WHAT YOU WILL DO ▸ Reproduce every one of the following entries word for word, keeping each line as it is.
[BEGIN PROVIDED RECORDS]
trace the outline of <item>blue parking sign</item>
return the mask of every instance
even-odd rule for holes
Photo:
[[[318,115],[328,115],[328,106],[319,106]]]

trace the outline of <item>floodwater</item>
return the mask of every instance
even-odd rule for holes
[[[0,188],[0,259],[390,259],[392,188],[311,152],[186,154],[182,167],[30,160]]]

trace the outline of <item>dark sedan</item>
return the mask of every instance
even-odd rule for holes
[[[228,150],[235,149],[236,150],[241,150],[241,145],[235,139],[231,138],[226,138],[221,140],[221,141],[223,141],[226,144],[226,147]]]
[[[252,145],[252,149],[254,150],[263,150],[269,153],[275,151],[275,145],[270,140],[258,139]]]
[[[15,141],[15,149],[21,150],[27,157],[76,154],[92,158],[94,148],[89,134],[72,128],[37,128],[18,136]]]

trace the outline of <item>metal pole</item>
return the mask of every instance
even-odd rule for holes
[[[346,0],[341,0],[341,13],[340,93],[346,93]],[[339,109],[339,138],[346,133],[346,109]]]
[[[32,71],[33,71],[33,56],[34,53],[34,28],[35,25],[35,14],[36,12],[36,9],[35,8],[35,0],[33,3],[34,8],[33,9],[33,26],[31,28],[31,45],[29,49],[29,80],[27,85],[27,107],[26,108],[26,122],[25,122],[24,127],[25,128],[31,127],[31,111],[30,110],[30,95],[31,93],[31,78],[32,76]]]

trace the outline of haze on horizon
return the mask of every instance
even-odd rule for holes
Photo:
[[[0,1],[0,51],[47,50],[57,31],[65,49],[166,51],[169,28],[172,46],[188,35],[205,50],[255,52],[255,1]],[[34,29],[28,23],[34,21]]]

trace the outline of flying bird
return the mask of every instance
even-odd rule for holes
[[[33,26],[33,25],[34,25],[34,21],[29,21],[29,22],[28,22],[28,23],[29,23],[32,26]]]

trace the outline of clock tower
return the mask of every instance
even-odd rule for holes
[END PROVIDED RECORDS]
FULL RESPONSE ▸
trace the outline of <item>blue parking sign</item>
return the mask of every instance
even-odd rule for holes
Photo:
[[[318,115],[328,115],[328,106],[319,106]]]

trace the outline of <item>floodwater</item>
return the mask of every instance
even-odd rule for holes
[[[0,188],[0,259],[390,259],[392,188],[311,152],[186,154],[182,167],[30,160]]]

trace the outline of <item>dark sedan</item>
return the mask of every instance
even-odd rule for holes
[[[228,150],[235,149],[236,150],[241,150],[241,145],[235,139],[231,138],[226,138],[221,140],[221,141],[223,141],[226,144],[226,147]]]
[[[252,145],[252,149],[254,150],[263,150],[269,153],[275,151],[275,145],[270,140],[258,139]]]
[[[15,141],[15,149],[21,150],[27,157],[76,154],[92,158],[94,148],[89,134],[72,128],[37,128],[18,136]]]

trace the outline of <item>metal pole</item>
return the mask of every instance
even-odd rule for holes
[[[346,0],[341,0],[341,13],[340,93],[346,93]],[[339,109],[339,138],[346,133],[346,109]]]
[[[32,71],[33,71],[33,56],[34,53],[34,28],[35,25],[35,14],[36,12],[36,9],[35,8],[35,0],[33,3],[34,8],[33,9],[33,26],[31,28],[31,45],[29,49],[29,80],[27,85],[27,107],[26,108],[26,122],[25,122],[24,127],[25,128],[31,127],[31,111],[30,110],[30,95],[31,93],[31,78],[32,76]]]

trace the outline of haze on horizon
return the mask of every instance
even-odd rule for holes
Photo:
[[[0,1],[0,51],[47,50],[57,31],[65,49],[166,51],[169,28],[172,46],[188,35],[205,50],[255,52],[255,1]],[[34,29],[28,23],[34,21]]]

trace the outline of flying bird
return the mask of every instance
even-odd rule for holes
[[[33,26],[33,25],[34,25],[34,21],[29,21],[29,22],[28,22],[28,23],[29,23],[32,26]]]

trace the outline of clock tower
return the mask of every instance
even-odd rule for holes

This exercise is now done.